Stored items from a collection
----
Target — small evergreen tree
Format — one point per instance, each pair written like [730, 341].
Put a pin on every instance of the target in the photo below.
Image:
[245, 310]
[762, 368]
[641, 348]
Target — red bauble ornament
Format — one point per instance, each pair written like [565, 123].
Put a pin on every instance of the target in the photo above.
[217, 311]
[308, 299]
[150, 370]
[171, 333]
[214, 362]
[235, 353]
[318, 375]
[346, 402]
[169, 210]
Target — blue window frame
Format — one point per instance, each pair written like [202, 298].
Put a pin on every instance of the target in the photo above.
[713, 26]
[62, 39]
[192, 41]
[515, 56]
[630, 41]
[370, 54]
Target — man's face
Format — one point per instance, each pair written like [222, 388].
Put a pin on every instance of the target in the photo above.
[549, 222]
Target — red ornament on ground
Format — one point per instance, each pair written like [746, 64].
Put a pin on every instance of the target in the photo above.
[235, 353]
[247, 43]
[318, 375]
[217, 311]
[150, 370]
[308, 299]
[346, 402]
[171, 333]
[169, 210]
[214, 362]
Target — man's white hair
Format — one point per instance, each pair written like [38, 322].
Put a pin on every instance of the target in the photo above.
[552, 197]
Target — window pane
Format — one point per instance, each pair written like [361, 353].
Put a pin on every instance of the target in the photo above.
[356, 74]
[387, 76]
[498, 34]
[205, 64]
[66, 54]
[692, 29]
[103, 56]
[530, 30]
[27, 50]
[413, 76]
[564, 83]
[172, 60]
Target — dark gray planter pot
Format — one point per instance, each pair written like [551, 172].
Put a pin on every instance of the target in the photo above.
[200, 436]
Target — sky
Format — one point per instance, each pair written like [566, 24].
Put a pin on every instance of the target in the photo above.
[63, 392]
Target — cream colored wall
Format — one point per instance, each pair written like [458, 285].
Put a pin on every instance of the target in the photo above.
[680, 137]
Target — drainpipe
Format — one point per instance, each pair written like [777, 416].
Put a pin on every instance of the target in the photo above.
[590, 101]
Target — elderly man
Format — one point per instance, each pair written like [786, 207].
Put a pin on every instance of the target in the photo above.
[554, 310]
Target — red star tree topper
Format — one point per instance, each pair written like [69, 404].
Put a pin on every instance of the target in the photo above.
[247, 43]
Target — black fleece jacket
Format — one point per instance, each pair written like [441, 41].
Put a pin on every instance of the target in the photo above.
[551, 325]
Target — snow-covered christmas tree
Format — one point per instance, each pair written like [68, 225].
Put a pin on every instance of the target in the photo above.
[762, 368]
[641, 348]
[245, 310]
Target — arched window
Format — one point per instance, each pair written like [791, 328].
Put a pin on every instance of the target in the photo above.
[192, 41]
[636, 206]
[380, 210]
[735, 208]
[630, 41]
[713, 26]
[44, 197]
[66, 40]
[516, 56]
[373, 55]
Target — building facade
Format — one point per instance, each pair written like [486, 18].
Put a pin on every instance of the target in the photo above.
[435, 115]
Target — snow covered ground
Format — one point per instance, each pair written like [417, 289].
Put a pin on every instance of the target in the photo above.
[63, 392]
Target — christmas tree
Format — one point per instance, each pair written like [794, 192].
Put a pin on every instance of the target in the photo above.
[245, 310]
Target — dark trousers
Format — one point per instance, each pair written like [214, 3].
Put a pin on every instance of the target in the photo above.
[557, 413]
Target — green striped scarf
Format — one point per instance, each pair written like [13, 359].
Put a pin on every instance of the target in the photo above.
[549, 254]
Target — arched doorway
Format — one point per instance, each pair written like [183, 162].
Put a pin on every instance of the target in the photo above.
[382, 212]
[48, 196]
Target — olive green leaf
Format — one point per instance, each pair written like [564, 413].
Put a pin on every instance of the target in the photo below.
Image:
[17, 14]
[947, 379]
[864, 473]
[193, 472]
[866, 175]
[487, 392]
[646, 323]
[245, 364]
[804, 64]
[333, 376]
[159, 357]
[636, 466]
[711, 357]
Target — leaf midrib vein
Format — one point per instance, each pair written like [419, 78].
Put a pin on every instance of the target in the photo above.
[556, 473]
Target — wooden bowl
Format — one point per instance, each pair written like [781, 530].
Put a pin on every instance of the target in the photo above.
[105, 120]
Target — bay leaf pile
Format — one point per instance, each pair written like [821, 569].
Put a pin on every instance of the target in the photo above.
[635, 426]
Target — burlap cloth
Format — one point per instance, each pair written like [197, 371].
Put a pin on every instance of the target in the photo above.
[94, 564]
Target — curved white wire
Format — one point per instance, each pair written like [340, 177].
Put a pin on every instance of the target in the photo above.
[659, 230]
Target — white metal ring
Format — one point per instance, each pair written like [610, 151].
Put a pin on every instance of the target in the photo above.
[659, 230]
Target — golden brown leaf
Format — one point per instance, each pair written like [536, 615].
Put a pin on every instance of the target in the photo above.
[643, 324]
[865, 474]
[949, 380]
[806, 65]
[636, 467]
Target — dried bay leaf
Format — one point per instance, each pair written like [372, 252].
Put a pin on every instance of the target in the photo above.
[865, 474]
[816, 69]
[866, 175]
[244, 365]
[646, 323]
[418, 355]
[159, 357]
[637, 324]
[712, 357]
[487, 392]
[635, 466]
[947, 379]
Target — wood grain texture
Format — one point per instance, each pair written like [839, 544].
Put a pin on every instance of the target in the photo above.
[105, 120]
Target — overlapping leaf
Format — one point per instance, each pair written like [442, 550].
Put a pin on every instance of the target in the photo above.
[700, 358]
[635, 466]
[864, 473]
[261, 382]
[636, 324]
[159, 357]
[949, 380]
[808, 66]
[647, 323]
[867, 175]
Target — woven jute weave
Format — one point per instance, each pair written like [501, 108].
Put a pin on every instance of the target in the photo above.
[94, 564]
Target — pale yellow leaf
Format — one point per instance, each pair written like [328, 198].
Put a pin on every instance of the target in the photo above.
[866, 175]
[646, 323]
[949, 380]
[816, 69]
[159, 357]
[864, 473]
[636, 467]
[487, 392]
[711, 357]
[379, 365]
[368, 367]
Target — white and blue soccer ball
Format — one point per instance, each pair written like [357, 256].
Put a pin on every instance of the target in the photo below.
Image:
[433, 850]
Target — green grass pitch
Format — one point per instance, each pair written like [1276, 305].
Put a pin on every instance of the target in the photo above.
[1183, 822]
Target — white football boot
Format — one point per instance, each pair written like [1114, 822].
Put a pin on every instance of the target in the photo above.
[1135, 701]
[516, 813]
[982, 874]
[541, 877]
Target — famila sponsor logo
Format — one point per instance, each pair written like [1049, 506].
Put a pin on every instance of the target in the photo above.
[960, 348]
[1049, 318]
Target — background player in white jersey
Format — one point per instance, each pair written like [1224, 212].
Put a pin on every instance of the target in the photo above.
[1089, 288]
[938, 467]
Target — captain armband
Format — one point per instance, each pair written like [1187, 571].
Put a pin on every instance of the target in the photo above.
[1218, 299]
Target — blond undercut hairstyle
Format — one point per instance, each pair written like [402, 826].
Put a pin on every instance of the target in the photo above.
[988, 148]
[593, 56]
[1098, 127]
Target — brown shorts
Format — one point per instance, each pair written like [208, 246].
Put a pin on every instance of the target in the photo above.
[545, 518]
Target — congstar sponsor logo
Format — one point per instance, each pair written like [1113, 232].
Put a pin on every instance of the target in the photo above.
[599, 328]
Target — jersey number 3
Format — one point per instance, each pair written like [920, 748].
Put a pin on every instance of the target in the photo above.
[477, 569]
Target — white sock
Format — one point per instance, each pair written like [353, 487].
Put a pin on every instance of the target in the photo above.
----
» Brief
Please write out again the items starting at the line that contains "Target — green grass pitch" and ending at the last of the items, requests included. Adjust every answer coordinate by adding 30 to each number.

» Solution for this exercise
Target — green grass pitch
Format — one point per instance, each pair written like [1276, 305].
Put a pin on every instance of the target in the photo above.
[1213, 852]
Target — white football boot
Format — one point per instance, each pair written like [1114, 822].
Put a pin on every instance of the target in the photo above.
[1165, 731]
[546, 843]
[1012, 904]
[571, 907]
Target — famila sponsor logo
Format — one point per instance, each pair written like [1049, 506].
Put a pin on every instance of the target in the photo above.
[990, 378]
[1079, 348]
Target — background player in white jersey
Format — one point per instance, each pair written like [1224, 212].
Put a pin on every instance of the target in the photo above.
[1119, 318]
[968, 497]
Target — captain armband
Format — one point per instance, each pair written like [1187, 571].
Put a pin on every instance of the target in the photo above.
[1248, 329]
Target — blond undercut hairstyle
Format — one point per instance, each pair written like [402, 826].
Put a pin on every instance of the target in the photo above.
[1018, 178]
[623, 86]
[1128, 157]
Target — brown shorts
Format — one point per instance, each pair written like [208, 246].
Put a pin on every instance of the target in the photo above.
[575, 548]
Target — congstar sponsor logo
Format — one point per instance, each pair written like [1113, 232].
Put a pin on every instance of the target in the photo above.
[629, 358]
Target — jersey number 3
Format — one point per instance, each pair written like [920, 748].
Put a pin on every instance of the target in the photo above.
[507, 599]
Target — white sock
Format — one point per instance, each pair written like [353, 487].
Put a pin on every instance of the target in the photo above.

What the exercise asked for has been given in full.